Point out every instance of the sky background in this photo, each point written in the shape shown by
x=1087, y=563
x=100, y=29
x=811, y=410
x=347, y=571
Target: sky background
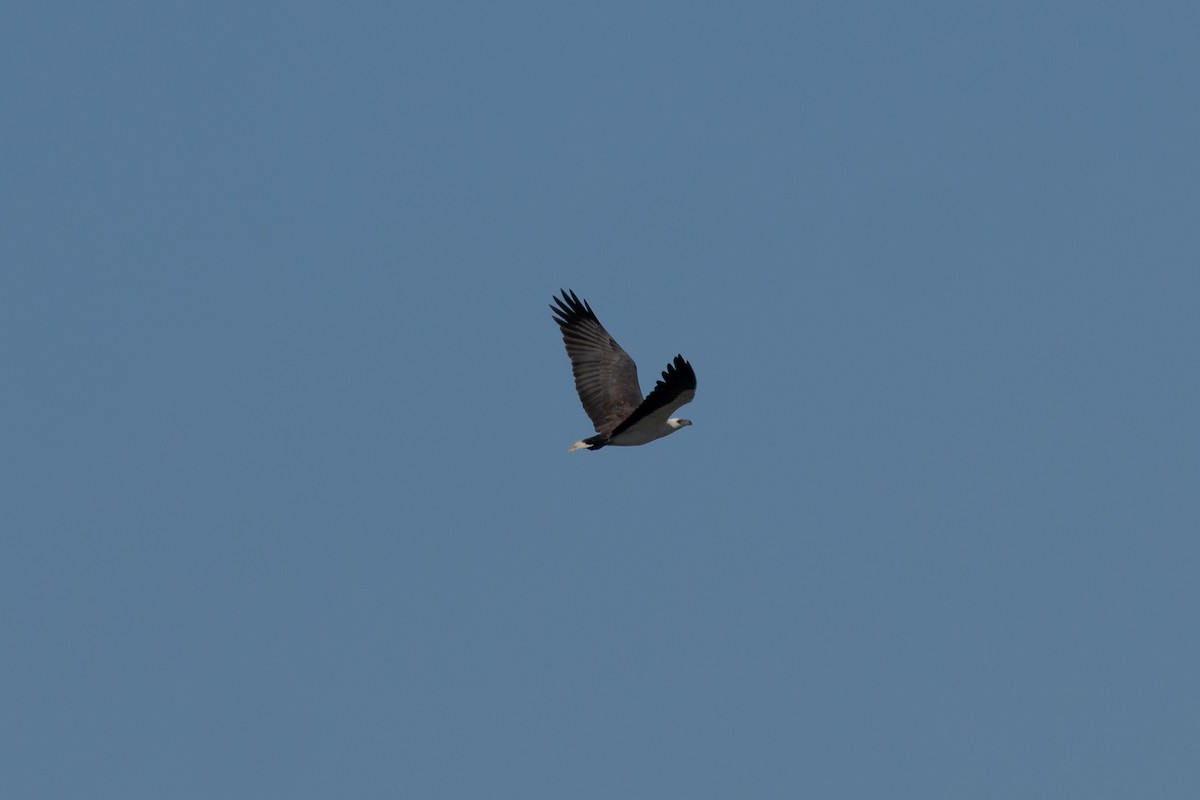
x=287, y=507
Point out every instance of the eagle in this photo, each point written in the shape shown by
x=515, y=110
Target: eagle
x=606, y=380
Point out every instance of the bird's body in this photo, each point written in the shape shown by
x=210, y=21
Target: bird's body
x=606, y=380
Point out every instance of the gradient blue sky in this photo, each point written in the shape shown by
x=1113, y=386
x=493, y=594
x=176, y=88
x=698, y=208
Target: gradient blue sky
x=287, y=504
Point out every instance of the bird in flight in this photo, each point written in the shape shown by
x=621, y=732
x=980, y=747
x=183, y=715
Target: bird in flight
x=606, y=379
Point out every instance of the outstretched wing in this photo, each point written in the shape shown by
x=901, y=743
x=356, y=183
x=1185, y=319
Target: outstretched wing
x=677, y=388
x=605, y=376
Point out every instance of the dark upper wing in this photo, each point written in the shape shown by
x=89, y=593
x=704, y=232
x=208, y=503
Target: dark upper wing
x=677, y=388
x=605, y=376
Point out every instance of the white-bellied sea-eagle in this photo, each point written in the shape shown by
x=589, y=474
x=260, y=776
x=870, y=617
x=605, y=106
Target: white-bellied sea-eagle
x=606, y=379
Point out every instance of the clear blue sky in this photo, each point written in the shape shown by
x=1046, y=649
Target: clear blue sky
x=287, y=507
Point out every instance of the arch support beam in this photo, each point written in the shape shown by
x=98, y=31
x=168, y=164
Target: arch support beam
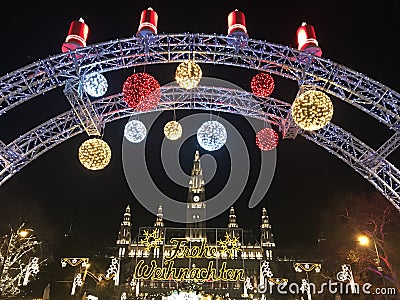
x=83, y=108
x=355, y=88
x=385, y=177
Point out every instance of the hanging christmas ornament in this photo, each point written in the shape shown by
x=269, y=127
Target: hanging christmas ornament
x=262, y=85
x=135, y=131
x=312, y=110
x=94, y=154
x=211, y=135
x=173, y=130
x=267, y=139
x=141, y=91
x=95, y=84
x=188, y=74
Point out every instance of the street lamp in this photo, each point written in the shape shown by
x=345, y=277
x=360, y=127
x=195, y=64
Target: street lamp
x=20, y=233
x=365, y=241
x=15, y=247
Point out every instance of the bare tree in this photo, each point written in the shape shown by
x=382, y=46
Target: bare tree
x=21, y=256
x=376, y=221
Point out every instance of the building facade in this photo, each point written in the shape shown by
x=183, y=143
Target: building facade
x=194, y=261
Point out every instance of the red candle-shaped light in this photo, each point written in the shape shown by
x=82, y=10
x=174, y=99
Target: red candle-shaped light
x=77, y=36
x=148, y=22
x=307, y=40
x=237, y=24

---

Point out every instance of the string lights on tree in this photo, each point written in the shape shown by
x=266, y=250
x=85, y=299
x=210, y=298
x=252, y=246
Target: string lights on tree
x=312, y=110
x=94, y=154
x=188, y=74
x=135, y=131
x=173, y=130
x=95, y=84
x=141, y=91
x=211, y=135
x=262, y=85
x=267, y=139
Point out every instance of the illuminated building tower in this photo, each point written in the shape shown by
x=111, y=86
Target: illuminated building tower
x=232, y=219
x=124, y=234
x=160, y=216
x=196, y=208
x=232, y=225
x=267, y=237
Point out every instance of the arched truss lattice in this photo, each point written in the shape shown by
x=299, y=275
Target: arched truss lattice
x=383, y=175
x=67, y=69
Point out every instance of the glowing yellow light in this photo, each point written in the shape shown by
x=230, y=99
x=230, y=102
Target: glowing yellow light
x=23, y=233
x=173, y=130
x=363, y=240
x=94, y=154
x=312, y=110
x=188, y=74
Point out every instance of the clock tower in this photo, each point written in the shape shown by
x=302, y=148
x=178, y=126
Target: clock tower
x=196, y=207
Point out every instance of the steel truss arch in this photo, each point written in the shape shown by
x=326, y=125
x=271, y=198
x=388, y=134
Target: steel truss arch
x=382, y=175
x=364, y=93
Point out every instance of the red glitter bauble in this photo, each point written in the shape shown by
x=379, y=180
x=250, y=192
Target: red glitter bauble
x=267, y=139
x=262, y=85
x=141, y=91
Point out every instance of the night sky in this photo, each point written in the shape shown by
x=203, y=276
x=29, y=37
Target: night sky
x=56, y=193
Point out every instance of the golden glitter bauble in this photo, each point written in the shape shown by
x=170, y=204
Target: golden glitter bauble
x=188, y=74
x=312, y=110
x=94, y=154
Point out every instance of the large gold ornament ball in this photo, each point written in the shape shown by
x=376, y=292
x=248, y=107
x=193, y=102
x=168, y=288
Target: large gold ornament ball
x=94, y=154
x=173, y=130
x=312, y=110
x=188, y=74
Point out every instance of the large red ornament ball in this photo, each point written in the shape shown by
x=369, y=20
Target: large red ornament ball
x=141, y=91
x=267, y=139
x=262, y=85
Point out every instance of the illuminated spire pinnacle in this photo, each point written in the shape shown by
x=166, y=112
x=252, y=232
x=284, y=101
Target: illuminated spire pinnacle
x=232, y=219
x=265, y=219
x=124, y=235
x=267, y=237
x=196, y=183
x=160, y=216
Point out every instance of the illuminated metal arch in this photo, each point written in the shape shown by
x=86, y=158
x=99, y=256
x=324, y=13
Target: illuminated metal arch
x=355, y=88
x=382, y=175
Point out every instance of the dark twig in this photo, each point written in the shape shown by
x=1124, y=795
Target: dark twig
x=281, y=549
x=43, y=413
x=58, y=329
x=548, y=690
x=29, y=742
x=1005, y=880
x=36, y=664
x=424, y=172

▸ WHAT IS BEING ASKED
Format the material, from the line containing "Point out every instance of the sky" down through the line containing "x=385, y=177", as a JSON list of strings with one string per line, and drop any blank lines. Leave the pictures out.

▸ CORRECT RESULT
[
  "Point out every instance of the sky background in this photo, each point written in the shape shown by",
  "x=1087, y=563",
  "x=100, y=29",
  "x=811, y=410",
  "x=347, y=571",
  "Target: sky background",
  "x=287, y=507",
  "Point out every instance of the eagle in this photo, each point written in the shape shown by",
  "x=515, y=110",
  "Target: eagle",
  "x=606, y=380",
  "Point out every instance of the bird's body in this photo, each point written in the shape shown by",
  "x=210, y=21",
  "Target: bird's body",
  "x=606, y=380",
  "Point out every instance of the gradient blue sky in this photo, each point written in the shape shown by",
  "x=1113, y=386",
  "x=493, y=594",
  "x=176, y=88",
  "x=698, y=208",
  "Target: gradient blue sky",
  "x=287, y=504",
  "Point out every instance of the bird in flight in this photo, each point written in the shape shown by",
  "x=621, y=732",
  "x=980, y=747",
  "x=183, y=715",
  "Target: bird in flight",
  "x=606, y=379",
  "Point out every instance of the outstretched wing in this photo, each point written in the shape shown by",
  "x=901, y=743",
  "x=356, y=183",
  "x=1185, y=319",
  "Target: outstretched wing",
  "x=677, y=388",
  "x=605, y=376",
  "Point out every instance of the dark upper wing in this photo, each point written in the shape shown by",
  "x=89, y=593",
  "x=704, y=232",
  "x=208, y=503",
  "Target: dark upper wing",
  "x=677, y=388",
  "x=605, y=376",
  "Point out every instance of the white-bellied sea-eagle in this photo, each point written in the shape shown by",
  "x=589, y=474",
  "x=260, y=776",
  "x=870, y=617",
  "x=605, y=106",
  "Target: white-bellied sea-eagle",
  "x=606, y=379",
  "Point out every instance of the clear blue sky in this photo, each point written in the shape shown by",
  "x=1046, y=649",
  "Target: clear blue sky",
  "x=287, y=507",
  "Point out every instance of the arch support beam in this photo, each point written in the shape shown by",
  "x=98, y=31",
  "x=168, y=164",
  "Target: arch support beam",
  "x=83, y=108",
  "x=355, y=88",
  "x=385, y=177"
]